## CONSIGNE
Résumez en deux phrases le texte sur l'université de rentrée du MoDem au Cap d'Estérel.

===== EXTRAIT FOURNI =====

Le week-end dernier, les proches de François Bayrou étaient en université de rentrée au Cap d’Estérel, un énorme complexe vacancier à deux pas de la Méditerranée, dans le Var.


Le 6 septembre 2008 dans la matinée, les responsables du MoDem avaient choisi trois invités de marque pour venir discuter de l’Union Européenne et de ses relations avec le reste du monde avec le ou les milliers de participants (entre mille et deux mille présents à cette manifestation au cours de ces trois jours).


Un invité surprise

Le premier n’était pas une surprise : l’ancien Premier Ministre belge Guy Verhofstadt. Le deuxième était un député italien, Sandro Gozi.

Et le troisième était plus inhabituel puisqu’il s’agissait du socialiste Hubert Védrine, ancien Secrétaire Général de François Mitterrand à l’Élysée (1991-1995) puis ancien Ministre des Affaires Étrangères dans le gouvernement de Lionel Jospin (1997-2002).

Les deux principaux dirigeants du MoDem, François Bayrou et Marielle de Sarnez, étaient là pour les accueillir et animer les débats.

Hubert Védrine a tout de suite voulu clarifier sa présence parmi les centristes au Cap d’Estérel alors qu’il se trouvait le week-end précédent parmi ses camarades socialistes à La Rochelle : « Ce n’est pas à la demande de mes innombrables amis socialistes que je suis ici. » ou encore : « Je n’ai pas changé de famille politique, mais j’apprécie les positions [de François Bayrou]. ».


Pragmatique et réfléchi

Dans ses propos introductifs, Hubert Védrine montrait une évidente maîtrise du sujet, mais aussi un rassurant pragmatisme. Son credo, c’est de rester diplomate tout en disant clairement les choses, ce qui, dans nos relations avec certains pays, peut devenir un exercice ardu.

Pour lui, il n’y a pas la fin de l’Histoire avec la chute du Mur de Berlin, mais bien une nécessité de refaire réellement de la politique étrangère, sans manichéisme : « Dans ce monde-là, nous allons être obligés de refaire de la politique internationale. ». Il est faux de dire qu’il n’y a que deux Blocs comme semblent vouloir encore l’imposer la vision d’États-Unis arrogants, entre le Bien et le Mal, entre les Occidentaux et les terroristes islamiques. L’unilatéralisme des Américains et le multilatéralisme des Européens ont tous les deux échoué. Il faut considérer le monde en plusieurs pôles.


Complexité croissante des relations internationales et pôles de puissance

Beaucoup de pays comme la Russie et la Chine sont complexes et les relations entre les Européens et ces pays restent très ambiguës. Parfois, ils sont des partenaires, politiques ou commerciaux, fournisseurs d’énergie ou de produits manufacturés ; parfois, ils représentent une menace, pour les libertés, ou sont des concurrents économiques féroces.

Mais dans ces « pôles de puissance », il n’y a pas que l’Union Européenne, les États-Unis, la Russie, la Chine et l’Inde. Il y en a une trentaine, comme l’Iran, le Brésil, l’Afrique du Sud, etc. qui ont un important potentiel économique et politique.

===== DONNÉES FOURNIES =====

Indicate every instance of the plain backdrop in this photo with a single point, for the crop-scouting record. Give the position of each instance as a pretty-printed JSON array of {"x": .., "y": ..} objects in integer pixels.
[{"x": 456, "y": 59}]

=====

## RÉPONSE
Lors de l'université de rentrée du MoDem au Cap d'Estérel, le 6 septembre 2008, François Bayrou et Marielle de Sarnez ont accueilli Guy Verhofstadt, Sandro Gozi et le socialiste Hubert Védrine pour débattre de l'Union européenne et de ses relations avec le reste du monde. Hubert Védrine, qui affirmait ne pas avoir changé de famille politique, a plaidé pour une politique étrangère sans manichéisme dans un monde à plusieurs pôles, en jugeant que l'unilatéralisme des Américains et le multilatéralisme des Européens avaient tous deux échoué.